*SOURCE RECORDS*
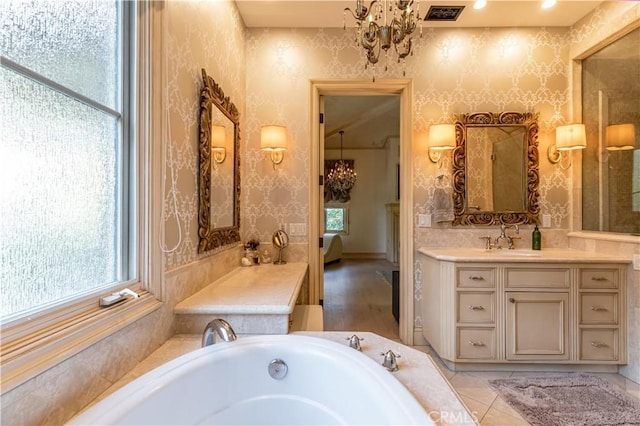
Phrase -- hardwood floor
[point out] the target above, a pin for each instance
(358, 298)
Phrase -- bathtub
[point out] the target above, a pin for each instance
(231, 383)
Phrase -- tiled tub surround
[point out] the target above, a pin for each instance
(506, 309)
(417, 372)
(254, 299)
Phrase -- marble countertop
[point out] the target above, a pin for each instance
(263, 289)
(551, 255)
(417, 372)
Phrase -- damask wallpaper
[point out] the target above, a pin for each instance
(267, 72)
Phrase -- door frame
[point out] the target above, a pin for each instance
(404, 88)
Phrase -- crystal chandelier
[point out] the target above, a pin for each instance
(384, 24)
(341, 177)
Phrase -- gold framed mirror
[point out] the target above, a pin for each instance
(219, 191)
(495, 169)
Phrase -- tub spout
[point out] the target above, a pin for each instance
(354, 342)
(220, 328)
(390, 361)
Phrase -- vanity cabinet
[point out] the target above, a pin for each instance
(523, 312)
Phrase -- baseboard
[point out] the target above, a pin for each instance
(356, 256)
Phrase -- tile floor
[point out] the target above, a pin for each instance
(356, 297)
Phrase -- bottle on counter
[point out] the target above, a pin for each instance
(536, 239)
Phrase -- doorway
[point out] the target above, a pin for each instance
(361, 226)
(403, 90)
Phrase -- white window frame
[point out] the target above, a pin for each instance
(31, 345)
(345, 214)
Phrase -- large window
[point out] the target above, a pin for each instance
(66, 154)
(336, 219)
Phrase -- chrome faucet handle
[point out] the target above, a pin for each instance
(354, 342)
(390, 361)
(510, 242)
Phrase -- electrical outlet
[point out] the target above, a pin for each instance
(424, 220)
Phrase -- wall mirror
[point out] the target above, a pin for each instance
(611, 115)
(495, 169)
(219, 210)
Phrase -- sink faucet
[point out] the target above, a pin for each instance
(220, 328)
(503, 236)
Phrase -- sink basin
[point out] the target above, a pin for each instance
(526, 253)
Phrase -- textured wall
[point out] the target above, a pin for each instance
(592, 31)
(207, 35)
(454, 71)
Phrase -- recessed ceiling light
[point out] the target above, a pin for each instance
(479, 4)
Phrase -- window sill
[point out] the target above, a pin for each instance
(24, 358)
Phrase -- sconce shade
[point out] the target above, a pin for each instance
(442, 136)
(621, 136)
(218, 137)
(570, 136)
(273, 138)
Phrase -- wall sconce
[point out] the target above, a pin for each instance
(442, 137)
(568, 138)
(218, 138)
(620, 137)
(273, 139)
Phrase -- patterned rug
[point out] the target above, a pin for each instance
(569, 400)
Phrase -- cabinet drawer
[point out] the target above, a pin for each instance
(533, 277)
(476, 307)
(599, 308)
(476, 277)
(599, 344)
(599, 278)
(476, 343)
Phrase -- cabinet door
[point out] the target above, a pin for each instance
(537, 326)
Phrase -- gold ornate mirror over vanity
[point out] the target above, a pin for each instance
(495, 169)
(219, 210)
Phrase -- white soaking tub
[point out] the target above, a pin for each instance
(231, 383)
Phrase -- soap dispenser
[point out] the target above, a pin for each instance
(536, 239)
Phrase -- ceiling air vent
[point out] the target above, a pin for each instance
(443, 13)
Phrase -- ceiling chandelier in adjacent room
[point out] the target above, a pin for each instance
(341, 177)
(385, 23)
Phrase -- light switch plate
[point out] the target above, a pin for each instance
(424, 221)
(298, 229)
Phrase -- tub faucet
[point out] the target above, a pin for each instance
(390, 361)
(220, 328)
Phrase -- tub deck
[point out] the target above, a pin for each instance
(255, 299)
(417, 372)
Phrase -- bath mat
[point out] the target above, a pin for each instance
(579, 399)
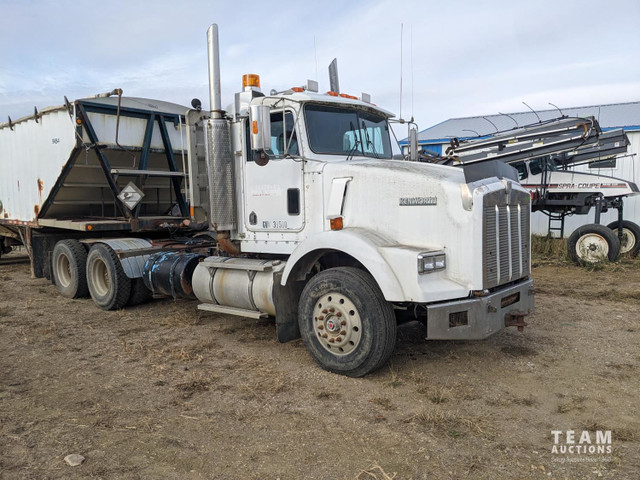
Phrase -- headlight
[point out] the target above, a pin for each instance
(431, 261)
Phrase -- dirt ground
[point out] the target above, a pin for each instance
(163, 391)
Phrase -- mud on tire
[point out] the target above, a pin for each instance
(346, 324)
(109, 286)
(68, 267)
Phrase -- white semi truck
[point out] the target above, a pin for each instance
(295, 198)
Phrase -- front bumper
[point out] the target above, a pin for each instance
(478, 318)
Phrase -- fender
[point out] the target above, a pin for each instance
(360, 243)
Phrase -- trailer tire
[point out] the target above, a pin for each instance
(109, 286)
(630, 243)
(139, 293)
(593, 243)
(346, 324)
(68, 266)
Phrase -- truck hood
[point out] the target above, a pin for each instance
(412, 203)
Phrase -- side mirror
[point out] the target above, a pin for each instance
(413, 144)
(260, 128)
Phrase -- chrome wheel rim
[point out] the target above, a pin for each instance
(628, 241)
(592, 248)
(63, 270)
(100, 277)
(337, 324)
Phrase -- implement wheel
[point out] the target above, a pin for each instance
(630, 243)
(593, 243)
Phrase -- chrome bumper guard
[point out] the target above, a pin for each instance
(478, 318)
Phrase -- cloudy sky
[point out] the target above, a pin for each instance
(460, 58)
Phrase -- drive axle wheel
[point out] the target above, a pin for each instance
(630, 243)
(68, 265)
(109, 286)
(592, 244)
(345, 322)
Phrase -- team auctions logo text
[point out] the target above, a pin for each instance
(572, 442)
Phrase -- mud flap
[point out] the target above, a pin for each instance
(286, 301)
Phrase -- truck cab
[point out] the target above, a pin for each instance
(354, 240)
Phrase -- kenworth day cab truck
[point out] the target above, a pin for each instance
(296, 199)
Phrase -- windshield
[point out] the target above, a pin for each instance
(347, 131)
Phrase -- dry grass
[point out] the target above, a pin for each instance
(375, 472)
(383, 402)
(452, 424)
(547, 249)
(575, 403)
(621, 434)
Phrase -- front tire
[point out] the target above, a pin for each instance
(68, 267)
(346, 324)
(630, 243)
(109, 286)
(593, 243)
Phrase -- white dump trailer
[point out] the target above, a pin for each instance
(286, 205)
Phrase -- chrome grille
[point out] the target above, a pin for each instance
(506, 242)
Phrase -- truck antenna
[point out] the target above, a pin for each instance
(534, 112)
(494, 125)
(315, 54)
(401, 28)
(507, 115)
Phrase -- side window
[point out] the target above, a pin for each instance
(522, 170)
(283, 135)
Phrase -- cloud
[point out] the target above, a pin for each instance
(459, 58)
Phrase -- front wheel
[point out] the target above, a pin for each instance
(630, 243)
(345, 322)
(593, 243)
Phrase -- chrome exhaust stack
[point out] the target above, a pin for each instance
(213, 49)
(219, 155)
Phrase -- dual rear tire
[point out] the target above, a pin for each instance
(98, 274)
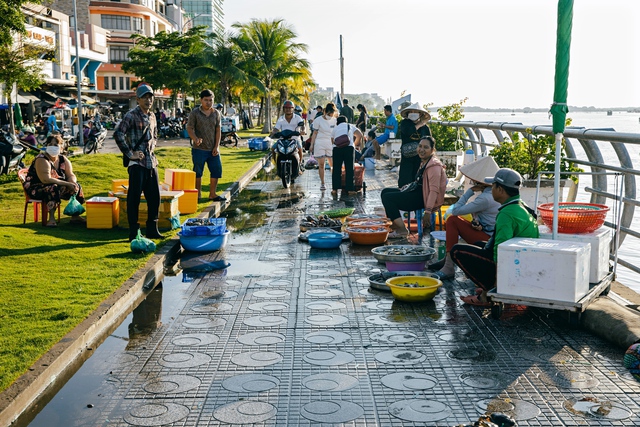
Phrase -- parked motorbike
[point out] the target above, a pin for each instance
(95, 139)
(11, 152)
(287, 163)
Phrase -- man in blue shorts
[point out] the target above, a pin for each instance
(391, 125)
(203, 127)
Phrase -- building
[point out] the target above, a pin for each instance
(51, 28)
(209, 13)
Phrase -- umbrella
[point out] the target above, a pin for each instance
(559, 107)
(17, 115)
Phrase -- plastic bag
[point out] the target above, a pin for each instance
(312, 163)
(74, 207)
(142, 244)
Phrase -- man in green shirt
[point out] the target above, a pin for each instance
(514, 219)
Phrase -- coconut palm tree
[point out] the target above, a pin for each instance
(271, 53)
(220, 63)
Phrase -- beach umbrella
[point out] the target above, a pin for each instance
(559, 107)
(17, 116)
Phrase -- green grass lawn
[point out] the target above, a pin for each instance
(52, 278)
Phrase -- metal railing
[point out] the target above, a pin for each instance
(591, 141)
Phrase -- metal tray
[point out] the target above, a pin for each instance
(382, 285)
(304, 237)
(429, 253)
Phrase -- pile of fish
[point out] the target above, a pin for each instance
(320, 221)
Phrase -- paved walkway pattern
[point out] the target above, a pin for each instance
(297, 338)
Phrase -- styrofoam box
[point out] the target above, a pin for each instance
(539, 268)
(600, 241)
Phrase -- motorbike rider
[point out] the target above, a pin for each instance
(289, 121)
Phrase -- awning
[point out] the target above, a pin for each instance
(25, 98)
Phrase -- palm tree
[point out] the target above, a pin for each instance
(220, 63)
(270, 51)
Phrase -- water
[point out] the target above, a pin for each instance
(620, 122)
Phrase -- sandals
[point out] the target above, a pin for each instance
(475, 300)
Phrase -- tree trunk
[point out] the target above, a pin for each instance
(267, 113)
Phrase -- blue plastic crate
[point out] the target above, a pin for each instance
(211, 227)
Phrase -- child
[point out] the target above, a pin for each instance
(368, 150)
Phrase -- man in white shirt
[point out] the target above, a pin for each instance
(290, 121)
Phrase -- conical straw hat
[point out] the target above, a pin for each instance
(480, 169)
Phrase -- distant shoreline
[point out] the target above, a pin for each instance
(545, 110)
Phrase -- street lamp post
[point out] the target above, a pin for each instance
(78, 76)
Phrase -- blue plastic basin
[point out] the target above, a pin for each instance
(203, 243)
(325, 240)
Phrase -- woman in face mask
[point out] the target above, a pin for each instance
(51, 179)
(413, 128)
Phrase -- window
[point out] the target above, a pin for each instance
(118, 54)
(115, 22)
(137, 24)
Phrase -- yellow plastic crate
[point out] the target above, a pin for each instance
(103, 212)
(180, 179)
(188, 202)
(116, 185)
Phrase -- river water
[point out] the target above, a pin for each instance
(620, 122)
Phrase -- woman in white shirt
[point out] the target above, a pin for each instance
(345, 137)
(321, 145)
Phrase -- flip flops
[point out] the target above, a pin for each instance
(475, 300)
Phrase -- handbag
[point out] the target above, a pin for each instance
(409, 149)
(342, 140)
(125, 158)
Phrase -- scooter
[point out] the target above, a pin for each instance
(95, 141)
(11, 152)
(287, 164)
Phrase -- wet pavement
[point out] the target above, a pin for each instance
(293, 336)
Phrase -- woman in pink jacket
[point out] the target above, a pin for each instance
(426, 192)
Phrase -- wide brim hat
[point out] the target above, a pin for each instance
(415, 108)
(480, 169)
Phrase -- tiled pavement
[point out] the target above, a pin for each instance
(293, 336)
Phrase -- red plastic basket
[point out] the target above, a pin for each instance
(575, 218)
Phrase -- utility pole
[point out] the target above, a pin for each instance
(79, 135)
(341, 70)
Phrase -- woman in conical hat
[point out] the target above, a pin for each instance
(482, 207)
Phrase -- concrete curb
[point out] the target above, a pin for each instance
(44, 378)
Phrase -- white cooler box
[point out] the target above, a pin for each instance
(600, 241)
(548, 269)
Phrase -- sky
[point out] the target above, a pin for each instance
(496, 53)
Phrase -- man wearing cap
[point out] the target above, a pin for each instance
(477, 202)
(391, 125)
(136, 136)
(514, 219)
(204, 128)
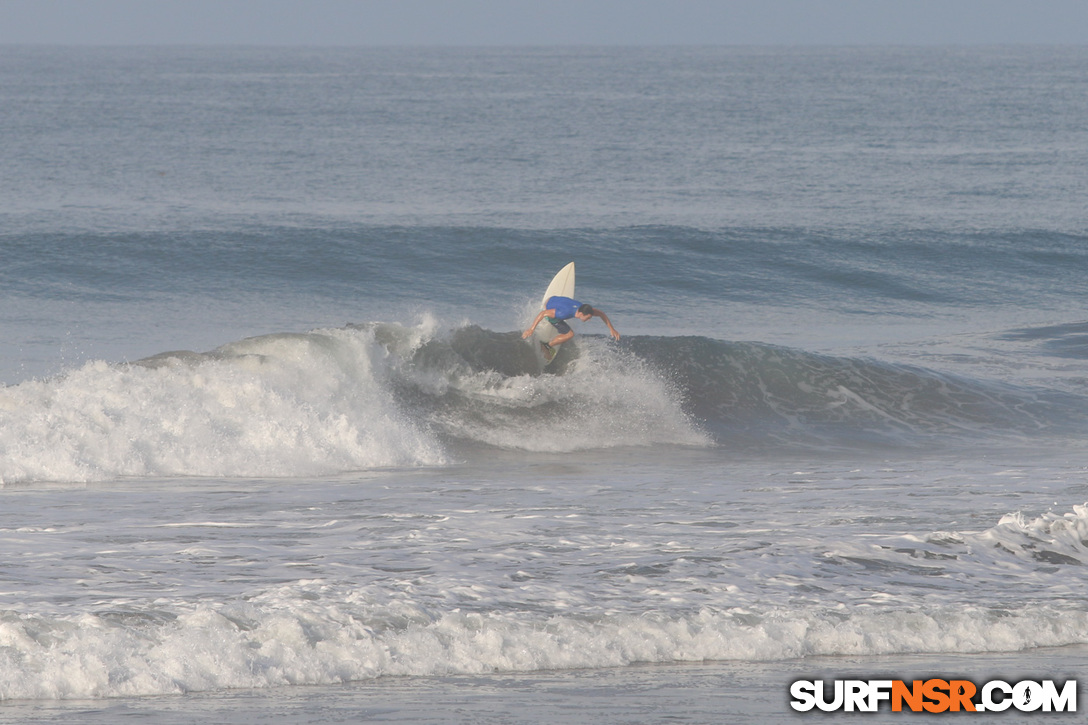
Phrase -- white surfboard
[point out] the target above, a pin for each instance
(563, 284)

*BRIEF*
Convert the part of the records that begins with the line containing "Phrase -- red plastic basket" and runs through the end of the records into a Markdown table with the columns Row and Line, numbering each row and omitting blank lines and the pictures.

*FULL RESPONSE*
| Row | Line |
|---|---|
| 1 | Phrase -- red plastic basket |
| 2 | [point out] the target above, a pin for each instance |
| 3 | (575, 218) |
| 4 | Phrase -- utility pole |
| 5 | [point out] the target above, a pin for each instance |
| 6 | (79, 135) |
| 7 | (341, 70) |
| 8 | Phrase -- woman in conical hat |
| 9 | [point out] the target above, a pin for each instance |
| 10 | (482, 207) |
| 11 | Phrase -- concrete curb |
| 12 | [point out] the target above, a pin for each instance |
| 13 | (44, 378) |
| 14 | Phrase -- white cooler box |
| 15 | [point out] the target above, a pin for each instance |
| 16 | (600, 241) |
| 17 | (548, 269) |
| 18 | Phrase -- sky |
| 19 | [point out] the target above, a pin for each instance |
| 20 | (496, 53) |
| 21 | Phrase -- man wearing cap |
| 22 | [point out] the target above, a pin for each instance |
| 23 | (477, 202) |
| 24 | (391, 125) |
| 25 | (136, 136) |
| 26 | (514, 219) |
| 27 | (204, 128) |
| 28 | Phrase -- white surfboard |
| 29 | [point out] the target above, a pin for each instance |
| 30 | (563, 284) |